Text shown ::
───

Nepali Times
JEFFREY D SACHS
Guest Column
A conflict environment


JEFFREY D SACHS


Anyone interested in peacemaking and poverty reduction should read the new United Nations Environment Program (UNEP) report Sudan: Post-Conflict Environmental Assessment.

This is not just a technical report on Sudan's environment, but a vivid study of how the natural environment, poverty, and population growth can interact to provoke terrible human-made disasters like the violence in Darfur.

When a war erupts, as in Darfur, policymakers look for political explanations and solutions. This is understandable, but misses a basic point. By understanding the role of geography, climate, and population growth in the conflict, we can find more realistic solutions than if we stick with politics alone.

Extreme poverty is a major cause, and predictor, of violence. This is not only common sense, but has been verified by studies and statistical analyses. UNEP says, "There is a very strong link between land degradation, desertification, and conflict in Darfur."

Extreme poverty has several effects on conflict. First, desperation among parts of the population-competing groups struggle to stay alive in the face of a shortage of food, water, pasture land, and other basic needs. Second, the government loses legitimacy and citizens' support. Third, the government may be captured by one faction or another, and use violent means to suppress rivals.

Darfur, the poorest part of a very poor country, fits that dire pattern. Livelihoods are supported by semi-nomadic livestock-rearing in the north and subsistence farming in the south. It is far from ports and international trade, lacks basic infrastructure such as roads and electricity, and is extremely arid. It has become even drier in recent decades due to a decline in rainfall, probably at least partly the result of manmade climate change, caused mostly by energy use in rich countries.

───

Data ::

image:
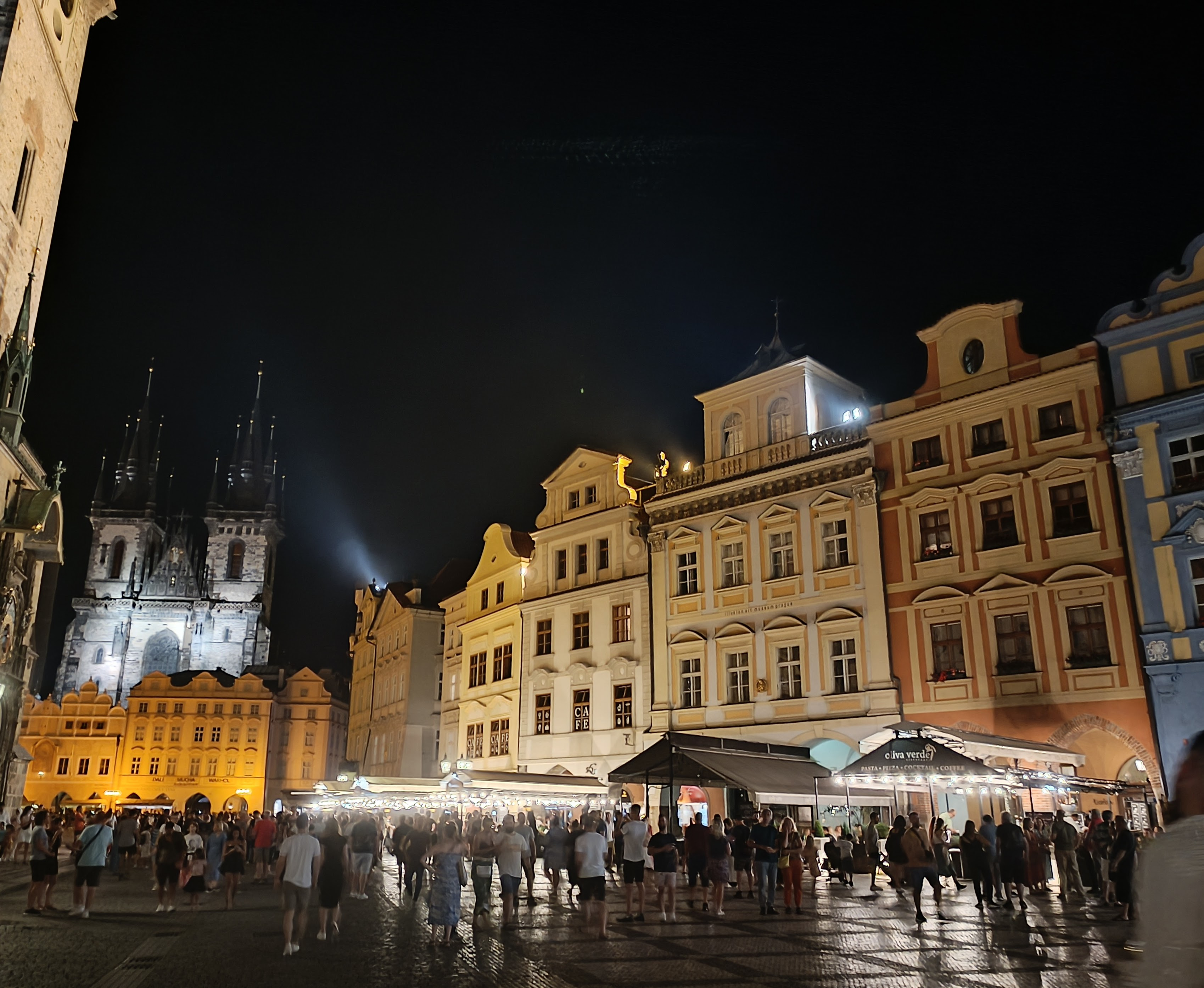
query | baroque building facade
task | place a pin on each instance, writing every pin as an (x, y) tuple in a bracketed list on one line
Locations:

───

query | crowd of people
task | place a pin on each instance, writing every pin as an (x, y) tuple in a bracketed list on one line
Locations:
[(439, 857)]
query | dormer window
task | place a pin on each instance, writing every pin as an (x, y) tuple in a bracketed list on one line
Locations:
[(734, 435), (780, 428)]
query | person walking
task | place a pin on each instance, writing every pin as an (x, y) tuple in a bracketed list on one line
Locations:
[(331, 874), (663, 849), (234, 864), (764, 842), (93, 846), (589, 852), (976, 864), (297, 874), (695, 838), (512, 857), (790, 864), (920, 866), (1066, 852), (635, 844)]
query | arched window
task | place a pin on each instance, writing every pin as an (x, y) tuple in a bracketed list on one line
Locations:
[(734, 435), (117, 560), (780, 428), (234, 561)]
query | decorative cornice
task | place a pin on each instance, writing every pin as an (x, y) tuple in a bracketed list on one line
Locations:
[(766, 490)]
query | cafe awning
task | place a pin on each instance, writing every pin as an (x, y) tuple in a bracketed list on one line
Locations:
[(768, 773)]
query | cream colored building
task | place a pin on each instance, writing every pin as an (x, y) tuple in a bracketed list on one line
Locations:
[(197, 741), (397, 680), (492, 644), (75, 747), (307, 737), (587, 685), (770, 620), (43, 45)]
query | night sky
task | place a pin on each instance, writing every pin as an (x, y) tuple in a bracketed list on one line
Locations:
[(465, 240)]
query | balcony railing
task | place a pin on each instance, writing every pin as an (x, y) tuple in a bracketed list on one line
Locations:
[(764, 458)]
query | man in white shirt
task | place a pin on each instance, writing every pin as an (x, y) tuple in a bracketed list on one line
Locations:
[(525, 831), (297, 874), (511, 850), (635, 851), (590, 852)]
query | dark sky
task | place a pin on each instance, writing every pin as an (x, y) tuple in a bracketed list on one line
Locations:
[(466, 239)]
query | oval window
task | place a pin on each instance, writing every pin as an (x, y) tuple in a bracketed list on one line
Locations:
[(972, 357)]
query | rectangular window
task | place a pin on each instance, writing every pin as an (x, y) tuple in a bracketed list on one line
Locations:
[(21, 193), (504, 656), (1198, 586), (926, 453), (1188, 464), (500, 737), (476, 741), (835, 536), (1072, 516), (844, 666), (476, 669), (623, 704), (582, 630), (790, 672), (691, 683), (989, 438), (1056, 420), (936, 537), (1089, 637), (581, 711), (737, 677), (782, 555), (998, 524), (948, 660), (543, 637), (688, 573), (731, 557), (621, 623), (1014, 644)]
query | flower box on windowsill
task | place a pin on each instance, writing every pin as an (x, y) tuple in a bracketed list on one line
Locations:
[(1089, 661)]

───

Set problem 1 :: In the guest column on Darfur, which two livelihoods support people in the region?
Set problem 2 :: In the records, swap "dormer window" for "skylight" between the lines holding "query | crowd of people" and "852), (635, 844)]", inclusive, and give back only those lines.

Finished answer 1 :: Semi-nomadic livestock-rearing in the north and subsistence farming in the south.

Finished answer 2 ::
query | crowd of people
task | place a pin on each instance, writing every pin as an (x, y) tuple in a bracketed list on one line
Locations:
[(439, 857)]
query | skylight
task | place a pin on each instance, writing every pin as an (x, y) tuple in a bracketed list on one line
Locations:
[(734, 435), (780, 428)]
query | person walking
task | place a pin on each instance, writing every pin as an (x, y) tuple in a bracketed list on one line
Locations:
[(331, 874), (663, 849), (234, 864), (764, 842), (93, 846), (589, 852), (976, 864), (297, 874), (695, 838), (512, 857), (790, 864), (920, 866), (1066, 852), (635, 844)]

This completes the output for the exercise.